--- RECORD LIST ---
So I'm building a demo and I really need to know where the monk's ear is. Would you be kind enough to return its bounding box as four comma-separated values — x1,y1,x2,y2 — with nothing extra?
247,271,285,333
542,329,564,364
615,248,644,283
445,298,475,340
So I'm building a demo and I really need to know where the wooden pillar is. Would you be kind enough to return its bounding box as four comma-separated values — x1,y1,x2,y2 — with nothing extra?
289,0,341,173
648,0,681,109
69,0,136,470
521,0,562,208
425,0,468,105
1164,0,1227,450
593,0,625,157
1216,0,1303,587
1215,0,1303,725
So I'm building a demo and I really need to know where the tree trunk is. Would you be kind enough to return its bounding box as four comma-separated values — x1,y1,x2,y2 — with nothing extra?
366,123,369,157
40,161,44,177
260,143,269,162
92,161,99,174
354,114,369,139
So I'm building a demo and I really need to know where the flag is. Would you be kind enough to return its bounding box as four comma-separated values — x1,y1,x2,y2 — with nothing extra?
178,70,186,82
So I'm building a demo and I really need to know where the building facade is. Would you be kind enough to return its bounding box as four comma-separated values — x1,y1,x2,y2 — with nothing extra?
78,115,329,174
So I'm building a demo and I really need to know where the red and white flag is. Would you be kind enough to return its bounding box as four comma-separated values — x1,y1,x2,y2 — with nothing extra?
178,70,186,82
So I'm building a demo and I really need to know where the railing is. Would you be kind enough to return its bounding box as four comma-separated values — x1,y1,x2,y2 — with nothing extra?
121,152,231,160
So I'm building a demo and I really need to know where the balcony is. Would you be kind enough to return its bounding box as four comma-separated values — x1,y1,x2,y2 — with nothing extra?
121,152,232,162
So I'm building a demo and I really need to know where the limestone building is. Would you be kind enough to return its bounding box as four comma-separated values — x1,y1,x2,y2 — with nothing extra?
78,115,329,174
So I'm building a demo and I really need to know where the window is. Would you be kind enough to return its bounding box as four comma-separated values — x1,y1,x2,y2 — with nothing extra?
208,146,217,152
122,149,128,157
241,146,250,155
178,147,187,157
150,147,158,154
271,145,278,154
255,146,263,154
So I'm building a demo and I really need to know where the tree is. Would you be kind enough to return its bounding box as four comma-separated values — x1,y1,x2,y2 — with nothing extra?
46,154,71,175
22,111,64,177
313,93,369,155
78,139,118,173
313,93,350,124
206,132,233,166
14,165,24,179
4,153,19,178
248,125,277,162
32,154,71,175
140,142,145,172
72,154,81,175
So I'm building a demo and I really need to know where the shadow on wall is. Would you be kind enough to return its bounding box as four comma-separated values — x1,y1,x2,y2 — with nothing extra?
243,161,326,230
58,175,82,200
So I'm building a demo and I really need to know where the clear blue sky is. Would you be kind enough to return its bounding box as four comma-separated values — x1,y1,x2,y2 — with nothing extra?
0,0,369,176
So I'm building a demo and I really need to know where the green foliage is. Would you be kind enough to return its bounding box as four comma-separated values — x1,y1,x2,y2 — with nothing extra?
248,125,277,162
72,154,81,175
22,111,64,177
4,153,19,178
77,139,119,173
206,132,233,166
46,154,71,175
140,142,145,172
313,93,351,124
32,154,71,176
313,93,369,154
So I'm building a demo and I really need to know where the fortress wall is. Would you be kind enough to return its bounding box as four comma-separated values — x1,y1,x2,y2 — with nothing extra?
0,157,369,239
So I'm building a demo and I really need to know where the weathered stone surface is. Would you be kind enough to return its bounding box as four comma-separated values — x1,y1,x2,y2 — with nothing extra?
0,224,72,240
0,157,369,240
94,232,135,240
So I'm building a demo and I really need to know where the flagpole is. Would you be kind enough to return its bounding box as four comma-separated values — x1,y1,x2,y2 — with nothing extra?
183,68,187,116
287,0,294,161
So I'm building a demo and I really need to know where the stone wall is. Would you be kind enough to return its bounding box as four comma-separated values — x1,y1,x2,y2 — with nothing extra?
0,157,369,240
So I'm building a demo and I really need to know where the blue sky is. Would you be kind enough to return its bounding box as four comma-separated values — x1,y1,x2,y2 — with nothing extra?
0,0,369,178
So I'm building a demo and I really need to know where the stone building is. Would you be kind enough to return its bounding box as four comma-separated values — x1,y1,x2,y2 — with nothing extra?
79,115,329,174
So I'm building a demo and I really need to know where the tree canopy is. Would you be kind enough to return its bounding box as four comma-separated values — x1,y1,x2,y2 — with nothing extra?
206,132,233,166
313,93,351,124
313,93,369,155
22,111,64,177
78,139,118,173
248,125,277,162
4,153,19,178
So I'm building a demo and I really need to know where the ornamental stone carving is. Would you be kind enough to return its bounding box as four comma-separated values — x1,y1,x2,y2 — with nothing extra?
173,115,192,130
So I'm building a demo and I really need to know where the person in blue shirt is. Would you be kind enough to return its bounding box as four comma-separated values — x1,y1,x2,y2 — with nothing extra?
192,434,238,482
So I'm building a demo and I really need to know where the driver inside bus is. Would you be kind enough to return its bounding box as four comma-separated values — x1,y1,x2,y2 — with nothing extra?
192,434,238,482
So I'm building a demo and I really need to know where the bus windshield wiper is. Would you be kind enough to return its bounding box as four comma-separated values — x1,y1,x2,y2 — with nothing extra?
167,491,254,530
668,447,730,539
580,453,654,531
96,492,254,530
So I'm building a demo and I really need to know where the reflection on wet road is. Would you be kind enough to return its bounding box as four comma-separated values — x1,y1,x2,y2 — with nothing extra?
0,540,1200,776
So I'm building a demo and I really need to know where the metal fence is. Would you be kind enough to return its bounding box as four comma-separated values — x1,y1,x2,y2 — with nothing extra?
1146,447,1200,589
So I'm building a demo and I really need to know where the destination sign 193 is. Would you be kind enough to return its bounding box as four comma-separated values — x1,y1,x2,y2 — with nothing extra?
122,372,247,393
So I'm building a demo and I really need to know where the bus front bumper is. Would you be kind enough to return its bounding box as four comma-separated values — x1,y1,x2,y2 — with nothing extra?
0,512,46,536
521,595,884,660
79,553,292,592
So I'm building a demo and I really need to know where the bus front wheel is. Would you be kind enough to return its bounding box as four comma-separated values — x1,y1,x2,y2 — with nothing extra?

--- REQUIRED WORK ---
Starting at the line that contains "where the reflection", quote each remaining line of the entries above, unchanged.

--- FINAL RESULT ---
So I'm building a demo and I really need to know where the reflection on wet road is. Would you be kind enough to return its bounding box as four comma-separated values — x1,y1,x2,y2 — with nothing extra?
0,540,1200,776
So I'm building a demo and I really need to know where the metal fence is. Would you be kind enough to return its bounding box as four comma-separated values — x1,y1,x2,y2 — with nothing extra?
1146,447,1200,589
So I'm building a demo and I really need to know where the destination sign 193 is. Would you be kind enough to return its bounding box as four comma-separated values — x1,y1,x2,y2 — with nothing extra?
122,372,247,393
So I'm building a demo and I really need to know where the bus front bumper is. Would you be kind enough to return its bounding box as four comma-separated values — x1,y1,x2,y2 — with nothing extra?
0,512,46,536
521,595,884,660
79,553,292,592
So I'm building a demo and I really need to know where the bus front wheel is. Would you be kind enough to return its bounding box as four comma-separated values — x1,y1,x2,y2 — with nothing extra?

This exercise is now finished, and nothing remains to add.